*Task prompt:*
Search the material and gather each line with "rocky" in it.

*Records for the task:*
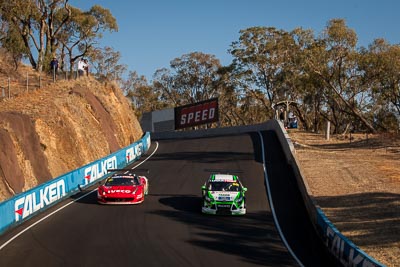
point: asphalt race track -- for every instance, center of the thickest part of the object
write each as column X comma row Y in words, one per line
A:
column 168, row 228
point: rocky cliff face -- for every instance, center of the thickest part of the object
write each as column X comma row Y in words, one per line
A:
column 51, row 131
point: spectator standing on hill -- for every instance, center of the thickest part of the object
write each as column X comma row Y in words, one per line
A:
column 81, row 67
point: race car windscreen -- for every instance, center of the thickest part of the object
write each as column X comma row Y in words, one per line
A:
column 224, row 186
column 121, row 182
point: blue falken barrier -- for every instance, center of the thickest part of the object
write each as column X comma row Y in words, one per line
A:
column 27, row 204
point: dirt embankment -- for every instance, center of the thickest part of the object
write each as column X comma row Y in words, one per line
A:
column 51, row 131
column 356, row 181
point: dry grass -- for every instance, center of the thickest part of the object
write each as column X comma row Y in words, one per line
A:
column 356, row 181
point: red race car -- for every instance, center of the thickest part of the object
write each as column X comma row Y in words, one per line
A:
column 123, row 188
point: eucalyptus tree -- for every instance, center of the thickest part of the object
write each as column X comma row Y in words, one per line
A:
column 143, row 96
column 381, row 64
column 336, row 63
column 79, row 36
column 105, row 62
column 34, row 20
column 46, row 27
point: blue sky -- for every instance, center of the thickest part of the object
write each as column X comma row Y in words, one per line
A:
column 154, row 32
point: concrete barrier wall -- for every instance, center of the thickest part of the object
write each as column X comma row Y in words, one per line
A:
column 28, row 204
column 342, row 248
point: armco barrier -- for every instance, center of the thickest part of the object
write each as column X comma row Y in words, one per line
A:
column 25, row 205
column 342, row 248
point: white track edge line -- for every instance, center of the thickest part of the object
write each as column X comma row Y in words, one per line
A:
column 272, row 205
column 66, row 205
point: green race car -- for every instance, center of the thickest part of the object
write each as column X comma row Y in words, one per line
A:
column 223, row 194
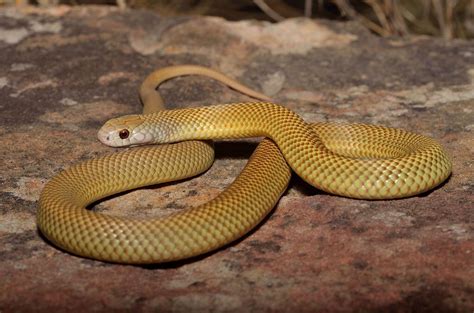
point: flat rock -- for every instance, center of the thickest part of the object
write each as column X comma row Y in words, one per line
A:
column 66, row 70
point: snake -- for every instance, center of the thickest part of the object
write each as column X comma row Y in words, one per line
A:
column 352, row 160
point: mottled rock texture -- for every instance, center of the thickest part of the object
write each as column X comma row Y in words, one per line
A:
column 64, row 71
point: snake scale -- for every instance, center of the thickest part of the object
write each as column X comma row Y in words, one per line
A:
column 352, row 160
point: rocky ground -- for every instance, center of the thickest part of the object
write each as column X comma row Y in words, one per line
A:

*Output of the exercise:*
point: rocky cliff face -- for every instance, center of the thickest part of the object
point: rocky ground -- for every instance, center of the thickest part of the object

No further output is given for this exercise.